Transcribe the listing in full, excluding any pictures.

— Exercise data —
···

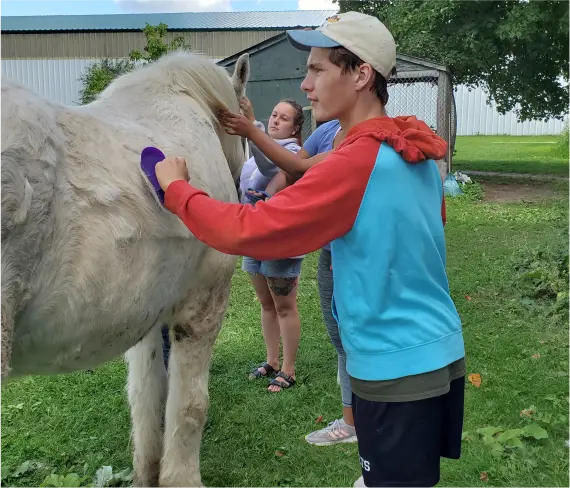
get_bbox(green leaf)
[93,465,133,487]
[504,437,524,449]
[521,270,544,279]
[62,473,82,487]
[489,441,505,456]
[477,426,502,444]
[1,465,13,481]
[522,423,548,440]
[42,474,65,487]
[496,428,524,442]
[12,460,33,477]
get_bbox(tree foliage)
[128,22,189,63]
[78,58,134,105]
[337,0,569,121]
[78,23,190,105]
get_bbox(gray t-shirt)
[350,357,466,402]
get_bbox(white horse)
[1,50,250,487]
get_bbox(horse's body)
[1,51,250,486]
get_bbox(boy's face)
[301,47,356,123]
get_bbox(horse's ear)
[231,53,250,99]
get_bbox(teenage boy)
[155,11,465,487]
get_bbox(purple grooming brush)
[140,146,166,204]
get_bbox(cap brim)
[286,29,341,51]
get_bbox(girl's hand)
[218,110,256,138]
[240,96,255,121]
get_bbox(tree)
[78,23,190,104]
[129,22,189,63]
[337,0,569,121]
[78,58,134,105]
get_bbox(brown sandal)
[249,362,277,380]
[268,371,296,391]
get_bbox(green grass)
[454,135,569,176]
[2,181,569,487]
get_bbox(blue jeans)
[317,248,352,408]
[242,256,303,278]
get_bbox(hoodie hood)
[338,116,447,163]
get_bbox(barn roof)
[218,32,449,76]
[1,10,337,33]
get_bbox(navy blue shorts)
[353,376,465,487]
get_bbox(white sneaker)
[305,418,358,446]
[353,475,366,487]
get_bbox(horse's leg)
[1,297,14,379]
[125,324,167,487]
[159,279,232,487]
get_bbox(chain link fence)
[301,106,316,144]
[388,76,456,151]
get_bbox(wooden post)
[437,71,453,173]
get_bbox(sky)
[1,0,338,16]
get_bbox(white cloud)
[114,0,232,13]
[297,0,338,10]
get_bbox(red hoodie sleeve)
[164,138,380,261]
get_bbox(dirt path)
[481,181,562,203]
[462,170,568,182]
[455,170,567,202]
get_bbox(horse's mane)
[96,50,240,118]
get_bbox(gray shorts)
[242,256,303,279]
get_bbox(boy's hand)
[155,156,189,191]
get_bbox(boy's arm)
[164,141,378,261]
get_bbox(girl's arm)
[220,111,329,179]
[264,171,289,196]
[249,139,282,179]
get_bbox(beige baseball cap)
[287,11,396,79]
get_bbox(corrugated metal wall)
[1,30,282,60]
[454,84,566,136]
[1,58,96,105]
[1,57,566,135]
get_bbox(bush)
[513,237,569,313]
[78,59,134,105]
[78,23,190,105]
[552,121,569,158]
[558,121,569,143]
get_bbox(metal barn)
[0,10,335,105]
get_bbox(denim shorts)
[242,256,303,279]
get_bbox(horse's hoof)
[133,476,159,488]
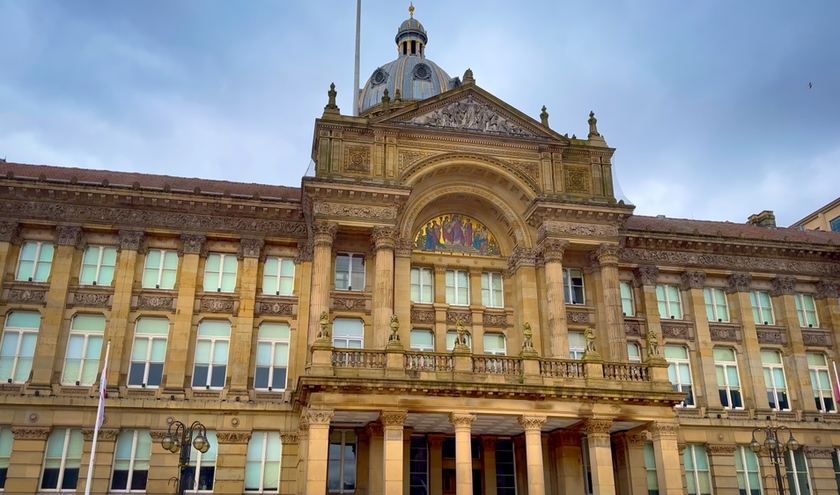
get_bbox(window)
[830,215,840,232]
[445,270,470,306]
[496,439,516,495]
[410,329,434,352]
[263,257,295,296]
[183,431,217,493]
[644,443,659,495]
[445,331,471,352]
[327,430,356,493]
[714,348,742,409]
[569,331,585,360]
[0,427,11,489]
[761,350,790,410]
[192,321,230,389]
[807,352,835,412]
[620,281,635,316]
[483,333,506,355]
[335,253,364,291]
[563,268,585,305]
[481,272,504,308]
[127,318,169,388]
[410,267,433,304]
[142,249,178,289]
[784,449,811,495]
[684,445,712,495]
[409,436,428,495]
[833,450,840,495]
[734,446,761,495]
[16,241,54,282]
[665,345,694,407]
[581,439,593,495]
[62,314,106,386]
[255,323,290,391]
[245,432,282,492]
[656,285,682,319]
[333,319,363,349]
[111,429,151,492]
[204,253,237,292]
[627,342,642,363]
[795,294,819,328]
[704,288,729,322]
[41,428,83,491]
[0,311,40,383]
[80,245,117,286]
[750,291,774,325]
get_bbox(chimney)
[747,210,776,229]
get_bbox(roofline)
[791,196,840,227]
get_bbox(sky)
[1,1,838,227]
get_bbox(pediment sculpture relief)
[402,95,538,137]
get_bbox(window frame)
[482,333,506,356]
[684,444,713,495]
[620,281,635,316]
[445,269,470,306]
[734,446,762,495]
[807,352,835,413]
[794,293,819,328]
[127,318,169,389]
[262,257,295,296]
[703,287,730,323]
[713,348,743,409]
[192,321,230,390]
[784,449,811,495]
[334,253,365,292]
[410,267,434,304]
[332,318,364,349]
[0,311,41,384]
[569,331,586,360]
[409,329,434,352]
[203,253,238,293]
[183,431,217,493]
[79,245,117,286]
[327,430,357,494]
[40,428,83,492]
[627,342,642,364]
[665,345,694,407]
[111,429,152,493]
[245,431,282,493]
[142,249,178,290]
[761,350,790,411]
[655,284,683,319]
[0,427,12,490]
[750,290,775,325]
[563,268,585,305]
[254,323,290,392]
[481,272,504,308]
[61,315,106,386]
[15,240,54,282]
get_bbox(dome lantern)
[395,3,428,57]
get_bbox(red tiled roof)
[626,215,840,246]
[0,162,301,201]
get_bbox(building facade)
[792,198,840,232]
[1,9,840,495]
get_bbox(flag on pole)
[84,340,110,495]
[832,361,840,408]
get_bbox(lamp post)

···

— Task result —
get_bbox(green leaf)
[93,465,133,487]
[504,437,524,449]
[521,270,544,279]
[62,473,82,487]
[489,441,505,456]
[477,426,502,444]
[1,465,13,481]
[522,423,548,440]
[42,474,65,487]
[496,428,524,442]
[12,460,33,477]
get_bbox(tree foliage)
[128,22,189,63]
[78,58,134,105]
[337,0,569,121]
[78,23,190,105]
get_bbox(gray t-shirt)
[350,357,466,402]
get_bbox(white horse)
[1,50,250,487]
get_bbox(horse's body)
[1,51,250,486]
get_bbox(boy's face)
[301,47,356,123]
get_bbox(horse's ear)
[231,53,250,99]
get_bbox(teenage boy)
[155,11,465,487]
get_bbox(purple grooming brush)
[140,146,166,204]
get_bbox(cap brim)
[286,29,341,51]
get_bbox(girl's hand)
[218,110,256,138]
[240,96,255,121]
get_bbox(tree)
[78,23,190,104]
[129,22,189,63]
[337,0,569,121]
[78,58,134,105]
get_bbox(brown sandal)
[249,362,277,380]
[268,371,296,391]
get_bbox(green grass)
[454,135,569,176]
[2,181,569,487]
get_bbox(blue jeans)
[317,248,352,408]
[242,256,303,278]
get_bbox(hoodie hood)
[338,116,447,163]
get_bbox(barn roof)
[218,32,449,76]
[1,10,337,33]
get_bbox(navy blue shorts)
[353,376,465,487]
get_bbox(white sneaker)
[305,418,358,446]
[353,475,366,487]
get_bbox(horse's leg)
[1,297,14,379]
[125,324,167,487]
[159,279,232,487]
get_bbox(chain link fence)
[301,106,316,144]
[388,76,456,151]
get_bbox(wooden post)
[437,71,453,173]
get_bbox(sky)
[1,0,338,16]
get_bbox(white cloud)
[114,0,232,13]
[297,0,338,10]
get_bbox(red hoodie sleeve)
[164,138,380,261]
get_bbox(dirt path)
[481,181,562,203]
[462,170,568,182]
[455,170,567,202]
get_bbox(horse's mane)
[96,50,240,118]
get_bbox(gray shorts)
[242,256,303,279]
get_bbox(boy's hand)
[155,156,189,191]
get_bbox(boy's arm)
[164,141,378,261]
get_bbox(girl's arm)
[220,111,329,179]
[264,171,289,196]
[249,139,282,179]
get_bbox(beige baseball cap)
[287,11,396,79]
get_bbox(corrugated metal wall)
[1,30,282,60]
[454,84,566,136]
[1,58,96,105]
[1,57,566,135]
get_bbox(bush)
[513,237,569,313]
[78,59,134,105]
[78,23,190,105]
[552,121,569,158]
[558,121,569,143]
get_bbox(metal barn)
[0,10,335,105]
get_bbox(denim shorts)
[242,256,303,279]
get_bbox(horse's hoof)
[133,476,159,488]
get_bbox(window)
[830,215,840,232]
[445,270,470,306]
[496,439,516,495]
[410,329,434,352]
[263,257,295,296]
[183,431,217,493]
[644,443,659,495]
[445,331,471,352]
[327,430,356,493]
[714,348,742,409]
[569,331,585,360]
[0,427,11,489]
[761,350,790,410]
[192,321,230,389]
[807,352,835,412]
[620,281,635,316]
[483,333,506,355]
[335,253,364,291]
[563,268,585,305]
[481,272,504,308]
[127,318,169,388]
[410,267,433,304]
[142,249,178,289]
[784,449,811,495]
[684,445,712,495]
[409,436,428,495]
[833,450,840,495]
[734,446,761,495]
[16,241,54,282]
[665,345,694,407]
[581,439,593,495]
[62,314,106,386]
[255,323,290,391]
[245,432,282,492]
[656,285,682,319]
[333,319,363,349]
[111,429,151,492]
[204,253,237,292]
[627,342,642,363]
[795,294,819,328]
[704,288,729,322]
[41,428,83,491]
[0,311,40,383]
[80,245,117,286]
[750,291,774,325]
get_bbox(chimney)
[747,210,776,229]
get_bbox(roofline)
[791,196,840,227]
get_bbox(sky)
[1,1,838,227]
get_bbox(pediment sculpture relief)
[402,95,538,137]
get_bbox(window frame)
[482,333,506,356]
[684,444,713,495]
[620,281,635,316]
[445,269,470,306]
[734,446,762,495]
[807,352,835,413]
[794,293,819,328]
[127,318,169,389]
[262,257,295,296]
[703,287,730,323]
[713,348,743,409]
[192,321,230,390]
[784,449,811,495]
[334,253,365,292]
[410,267,434,304]
[332,318,364,349]
[0,311,41,384]
[569,331,586,360]
[409,329,434,352]
[203,253,238,293]
[183,431,217,493]
[79,245,117,286]
[327,430,357,494]
[40,428,83,492]
[627,342,642,364]
[665,345,694,407]
[111,429,152,493]
[245,431,282,493]
[142,249,178,290]
[761,350,790,411]
[655,284,683,319]
[0,427,12,490]
[750,290,775,325]
[563,268,585,305]
[254,323,290,392]
[481,272,504,308]
[61,315,106,386]
[15,240,54,282]
get_bbox(dome lantern)
[395,3,428,57]
get_bbox(red tiled roof)
[626,215,840,246]
[0,162,301,201]
get_bbox(building facade)
[792,198,840,232]
[1,9,840,495]
get_bbox(flag on pole)
[84,340,110,495]
[832,361,840,408]
get_bbox(lamp post)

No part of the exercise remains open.